# [Your task]
Carry on the text about Horszowski, picking up right after its last sentence.

# [Text block]
>>>

Horszowski, who was barely five feet tall, had rather small hands, reaching just over one octave; however, Allan Kozinn of The New York Times noted that "he turned this limitation into an asset by focusing on music that was written on a more compact scale and made intellectual rather than physical demands". Horszowski's performances were known for their natural, unforced quality, balancing intellect and emotion. He was frequently praised for his tonal quality, as was common for pupils of Leschetizky.

Having returned to the concert stage with the encouragement of Pablo Casals, he settled in Milan after the First World War, remaining there until he emigrated to the United States during World War II. Following the war, Horszowski frequently gave recitals with artists such as Casals, Alexander Schneider, Joseph Szigeti and the Budapest Quartet. He often appeared at the Prades Festival and the Marlboro Festival.

<<<

# [Data section]
>>>

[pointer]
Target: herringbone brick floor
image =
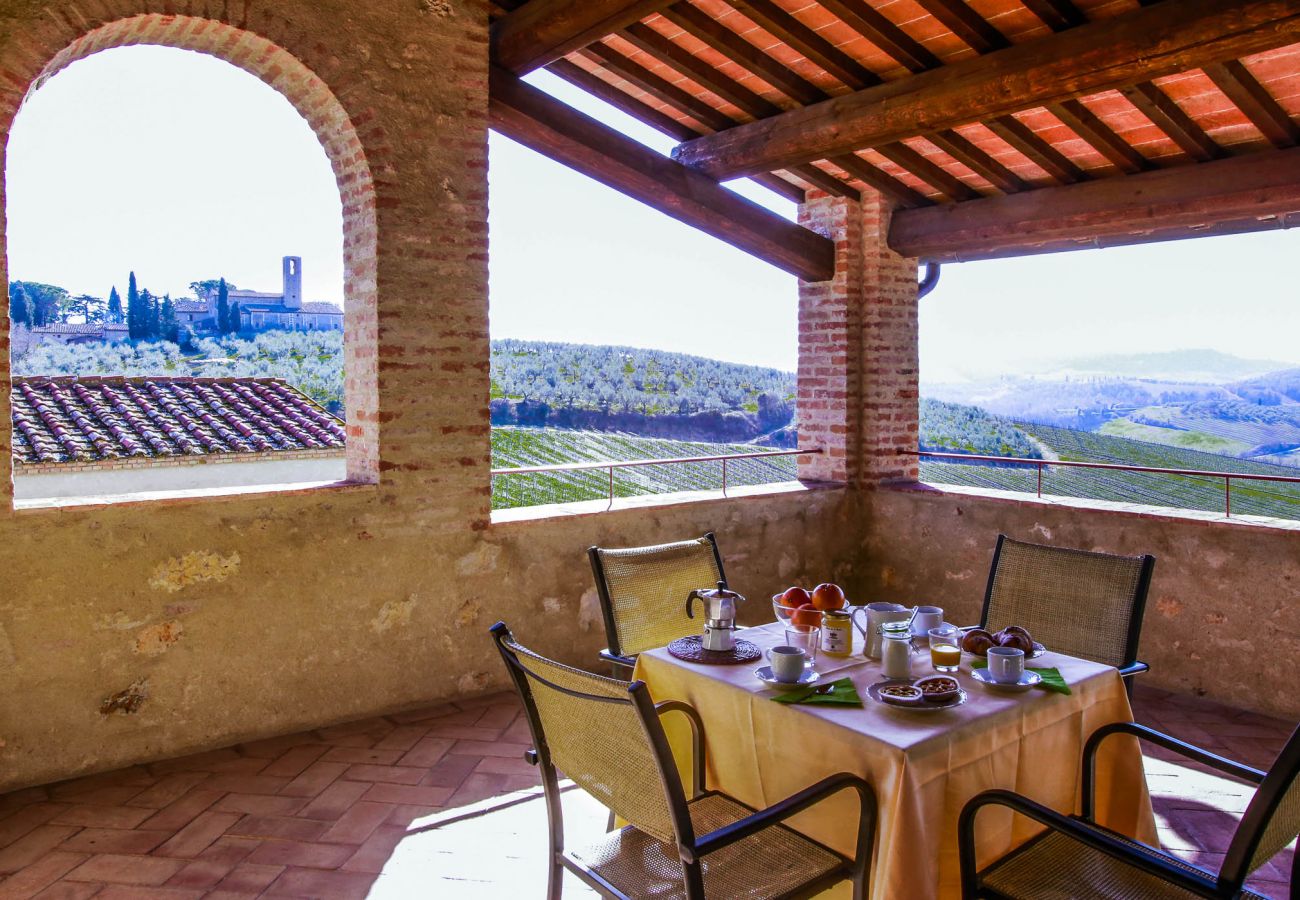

<<<

# [Answer]
From 1940, Horszowski lived in the United States, first in New York City and later in Philadelphia. He became an American citizen in 1948. Horszowski performed with the NBC Symphony Orchestra under Toscanini, with whom he was friends, in 1943 and 1953. During the 1954–1955 season, he gave a memorable cycle of Beethoven's entire solo piano works in New York. In 1960 he did the same for Mozart's piano sonatas. His very diverse and extensive repertoire also embraced such composers as Honegger, d'Indy, Martinů, Stravinsky, Szymanowski and Villa-Lobos. In 1979, the pianist recorded several works of Lodovico Giustini on a restored Cristofori pianoforte. These works had been commissioned by Cristofori and are the first known compositions written specifically for the pianoforte.

Horszowski twice performed at the White House: with Casals and Schneider in 1961 for President Kennedy and a solo performance in 1979 for President Carter.

Horszowski was widely recorded and can be heard on the His Master's Voice, Columbia, RCA, Vanguard, Nonesuch, and other labels. His final recordings for Nonesuch were made when he was in his mid to late nineties. He also taught at the Curtis Institute of Music in Philadelphia, where his pupils included Ghenady Meirson, Robert Dennison, Eugene Istomin, Seymour Lipkin, Julius Eastman, Richard Goode, Dina Koston, Anton Kuerti, Murray Perahia, Peter Serkin, Steven De Groote, Kathryn Selby, Cecile Licad, Leslie Spotz, and Marion Zarzeczna.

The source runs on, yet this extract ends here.